→ Page
== == ==
The court considered this testimony and ordered Francis Linley to pay Medcalfe twenty pounds in damages.2 It based the size of this award on the loss of Medcalfe’s eye, the loss of his time, and “the great charge of the cure.”
While the Case of the Piglet’s Paternity shows the New Haven court at its medieval worst, the Case of the Exploding Gun shows the court as, at least in some ways, a surprisingly modern institution. It is true that neither jurors or attorneys are anywhere to be seen. But the court went to great pains to hear both the parties and all the relevant witnesses and delivered a judgment that seems reasonable and compassionate, given the limited information we have about the extent of Medcalfe’s injuries.
The procedure used by the parties in this case was miles away from the centuries-old system of common-law pleading used in English (and most American) courts until well into the nineteenth century. Had Medcalfe brought his case in England, he would have had to employ an attorney to draft an exceptionally complicated written pleading setting forth all of the facts legally relevant to his cause of action. A failure to do this correctly would be fatal to his cause. Similarly, his opponent would have had to hire an attorney to attempt to find fault with the first pleading and to draft a responsive pleading of his own. (As we’ll see in a moment, under contemporary English law, any action brought by Medcalfe would have had plenty of legal faults to find.) In some cases, the parties could keep trading replies and surreplies for quite some time, all the while arguing the technical defects of their opponents’ legal handiwork. In Medcalfe v. Linley, however, this complicated pleading process was simply skipped over. It looks as if there was some rudimentary form of pretrial discovery, since Magistrate Gregson had examined Francis Linley prior to the trial. But the parties were not judged on their pleadings. They could simply appear before the court and tell their sides of the story.
== == ==
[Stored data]
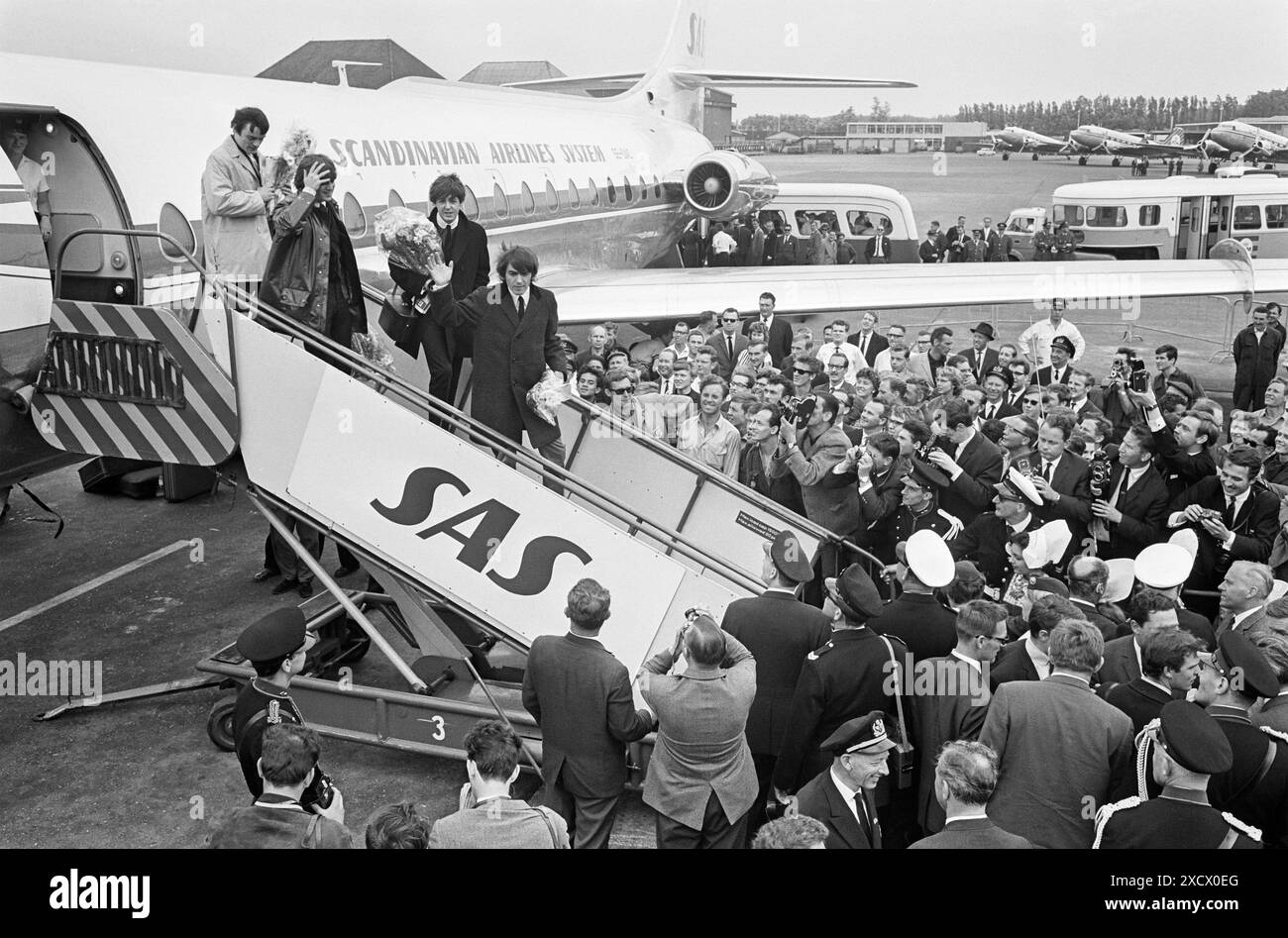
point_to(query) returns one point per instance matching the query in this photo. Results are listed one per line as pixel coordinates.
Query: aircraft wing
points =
(671, 294)
(697, 77)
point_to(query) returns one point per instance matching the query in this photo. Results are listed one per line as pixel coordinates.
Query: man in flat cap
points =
(842, 795)
(1188, 749)
(1254, 787)
(780, 632)
(980, 357)
(984, 540)
(841, 680)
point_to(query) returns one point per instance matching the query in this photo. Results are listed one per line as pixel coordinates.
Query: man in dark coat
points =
(1256, 356)
(580, 696)
(465, 248)
(780, 632)
(514, 343)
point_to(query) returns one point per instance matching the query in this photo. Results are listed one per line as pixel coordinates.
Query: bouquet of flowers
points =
(408, 239)
(546, 394)
(279, 170)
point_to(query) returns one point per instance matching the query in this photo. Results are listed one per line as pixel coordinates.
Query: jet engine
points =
(724, 183)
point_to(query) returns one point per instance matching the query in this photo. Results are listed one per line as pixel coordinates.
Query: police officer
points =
(1188, 749)
(275, 647)
(918, 509)
(1064, 243)
(1043, 243)
(1256, 786)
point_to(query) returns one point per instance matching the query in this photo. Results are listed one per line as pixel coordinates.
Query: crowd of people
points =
(1050, 609)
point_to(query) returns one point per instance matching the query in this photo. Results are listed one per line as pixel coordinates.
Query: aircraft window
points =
(1247, 217)
(1067, 213)
(174, 224)
(1107, 217)
(355, 218)
(866, 222)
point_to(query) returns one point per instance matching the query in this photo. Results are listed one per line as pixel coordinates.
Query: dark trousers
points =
(716, 834)
(590, 819)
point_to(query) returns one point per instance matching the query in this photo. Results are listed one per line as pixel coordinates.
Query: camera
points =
(798, 409)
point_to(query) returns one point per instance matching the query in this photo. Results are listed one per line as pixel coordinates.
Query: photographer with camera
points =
(1129, 496)
(287, 766)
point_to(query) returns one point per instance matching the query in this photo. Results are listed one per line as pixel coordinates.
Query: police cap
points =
(275, 635)
(1193, 739)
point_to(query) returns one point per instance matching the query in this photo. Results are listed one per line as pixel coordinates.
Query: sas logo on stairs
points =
(536, 570)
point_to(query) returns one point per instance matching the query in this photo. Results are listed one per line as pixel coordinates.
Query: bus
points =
(1177, 217)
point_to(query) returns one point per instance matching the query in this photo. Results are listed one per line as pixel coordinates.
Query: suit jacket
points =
(822, 800)
(837, 508)
(1144, 508)
(971, 492)
(580, 696)
(1121, 665)
(1057, 744)
(509, 356)
(951, 707)
(925, 626)
(1138, 699)
(780, 632)
(1253, 528)
(700, 736)
(780, 337)
(980, 361)
(845, 677)
(973, 834)
(720, 343)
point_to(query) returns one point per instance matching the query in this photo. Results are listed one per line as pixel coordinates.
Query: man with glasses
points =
(956, 697)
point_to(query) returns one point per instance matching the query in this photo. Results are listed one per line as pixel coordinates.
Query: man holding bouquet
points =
(465, 248)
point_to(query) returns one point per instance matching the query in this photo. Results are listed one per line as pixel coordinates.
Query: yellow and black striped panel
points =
(104, 412)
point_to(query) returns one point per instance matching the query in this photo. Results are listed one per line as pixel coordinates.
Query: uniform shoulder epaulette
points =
(814, 655)
(1108, 812)
(1247, 830)
(1278, 733)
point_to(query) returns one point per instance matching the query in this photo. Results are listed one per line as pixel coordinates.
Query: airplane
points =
(1236, 141)
(1090, 138)
(1019, 141)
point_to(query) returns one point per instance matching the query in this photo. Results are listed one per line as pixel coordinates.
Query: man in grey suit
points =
(488, 817)
(965, 779)
(1061, 749)
(700, 780)
(580, 696)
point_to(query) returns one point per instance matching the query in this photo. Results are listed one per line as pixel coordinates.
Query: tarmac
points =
(149, 587)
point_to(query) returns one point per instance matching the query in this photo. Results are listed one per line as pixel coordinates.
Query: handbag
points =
(905, 753)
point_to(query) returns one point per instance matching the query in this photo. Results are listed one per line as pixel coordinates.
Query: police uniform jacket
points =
(1253, 790)
(780, 632)
(1177, 819)
(844, 679)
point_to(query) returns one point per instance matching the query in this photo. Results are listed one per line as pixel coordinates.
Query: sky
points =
(956, 51)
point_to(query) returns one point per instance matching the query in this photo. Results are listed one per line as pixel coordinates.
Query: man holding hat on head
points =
(982, 357)
(780, 632)
(842, 795)
(844, 679)
(984, 540)
(915, 616)
(1254, 787)
(1188, 749)
(997, 385)
(275, 647)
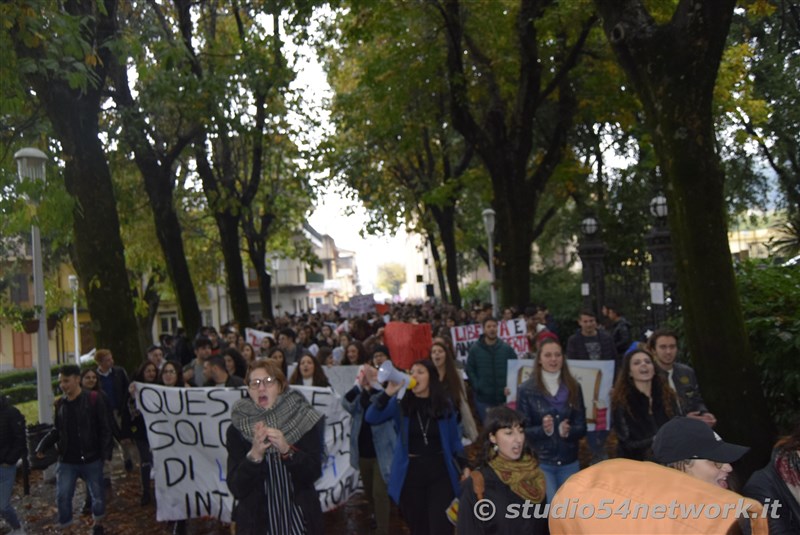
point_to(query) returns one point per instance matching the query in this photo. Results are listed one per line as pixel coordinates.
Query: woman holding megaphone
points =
(428, 454)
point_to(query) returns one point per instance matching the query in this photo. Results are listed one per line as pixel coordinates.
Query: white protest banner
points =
(519, 371)
(596, 378)
(362, 304)
(187, 430)
(254, 336)
(513, 332)
(341, 378)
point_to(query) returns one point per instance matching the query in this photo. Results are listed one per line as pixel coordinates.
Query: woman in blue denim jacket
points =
(371, 446)
(425, 474)
(552, 402)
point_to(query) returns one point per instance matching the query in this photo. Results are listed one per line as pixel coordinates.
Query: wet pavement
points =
(125, 516)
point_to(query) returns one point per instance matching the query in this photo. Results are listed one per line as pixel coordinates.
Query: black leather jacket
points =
(93, 435)
(12, 429)
(535, 405)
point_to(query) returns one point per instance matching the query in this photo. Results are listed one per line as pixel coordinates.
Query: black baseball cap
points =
(688, 438)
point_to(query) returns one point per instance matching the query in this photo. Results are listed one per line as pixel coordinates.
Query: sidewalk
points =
(124, 515)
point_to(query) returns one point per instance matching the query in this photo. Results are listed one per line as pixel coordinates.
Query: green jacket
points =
(487, 370)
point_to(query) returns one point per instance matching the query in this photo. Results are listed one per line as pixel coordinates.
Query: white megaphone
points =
(387, 372)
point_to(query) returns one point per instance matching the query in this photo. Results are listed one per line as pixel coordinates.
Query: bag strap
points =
(478, 483)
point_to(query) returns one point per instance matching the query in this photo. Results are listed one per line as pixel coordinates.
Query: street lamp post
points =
(31, 166)
(592, 251)
(488, 222)
(73, 286)
(662, 271)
== == ==
→ Required task 1
According to the passage on Medcalfe v. Linley, how much did the court order Francis Linley to pay Medcalfe in damages?
→ Required task 2
Extend the passage on Medcalfe v. Linley, picking up after its final sentence.
The listing has no connection to the passage on Medcalfe v. Linley.

→ Final result 1
Twenty pounds.

→ Final result 2
The trial was also surprisingly modern in terms of substantive law. Perhaps because this was a civil case, there was no citation to the Old Testament. The court may have attempted to act in a Solomonic way, but its judgment was not burdened with either biblical or contemporaneous legal precedent.
It’s a good thing for Medcalfe that this was so. English law at the time was decisively caveat emptor (let the buyer beware). A famous English legal case at the time illustrates the point. In 1603, a man named Chandelor purchased what he thought was a precious stone from a London goldsmith. The goldsmith told Chandelor the stone was a “bezar-stone,”3 and Chandelor paid the enormous sum of one hundred pounds to buy it. In reality, the stone was a fake. Chandelor sued the goldsmith and won an award in an English trial court. The goldsmith took an appeal, however, and succeeded in overturning the verdict. The justices held that there could be no cause of action against the goldsmith for “the bare affirmation” that it was a bezar-stone. This was the case even if the goldsmith actually knew it wasn’t a bezar-stone all along. The court reasoned that “everyone in selling his wares will affirm that his wares are good, or the horse which he sells is sound.” A cause of action only exists if the seller “warrants” that the goods are what they purport to be.4
Francis Linley hadn’t “warranted” his gun to be safe. If Medcalfe had brought his case before an English court, with an attorney and the right to jury trial, he would have been out of luck. From a modern point of view, the Solomonic decision of the General Court was infinitely more fair.
4
THE “BILLINGSGATE SLUT”
On the same day (December 3, 1645) that the General Court heard the Case of the Exploding Gun, it heard an action of a different sort brought by Hannah Marsh.1 Marsh’s case was what we would now call a defamation case, although, unlike the modern lawsuit, it was not an action for damages. As we’ll see, the court addressed the matter with the outward procedure of a lawsuit but, true to the court’s religious character, ended up resolving the matter as an internal church affair.
Marsh complained to the court that Francis Brewster had called her a “Billingsgate slut”2 and had additionally said that she had been “sent for on shipboard to play the slut.”
Brewster did not contest using the words complained of. In fact, he added a few more of his own for good measure, saying, “He hoped she would dance about the whipping post.” His defense was that the words were justified. He had been “much provoked and disquieted” by Marsh’s “frowardness and brawling on shipboard.”3 Brewster affirmed that one Mrs. Norton of Charlestown told him that “a seaman was speaking filthy words” to Marsh and asked her to go on shipboard “to play the slut.”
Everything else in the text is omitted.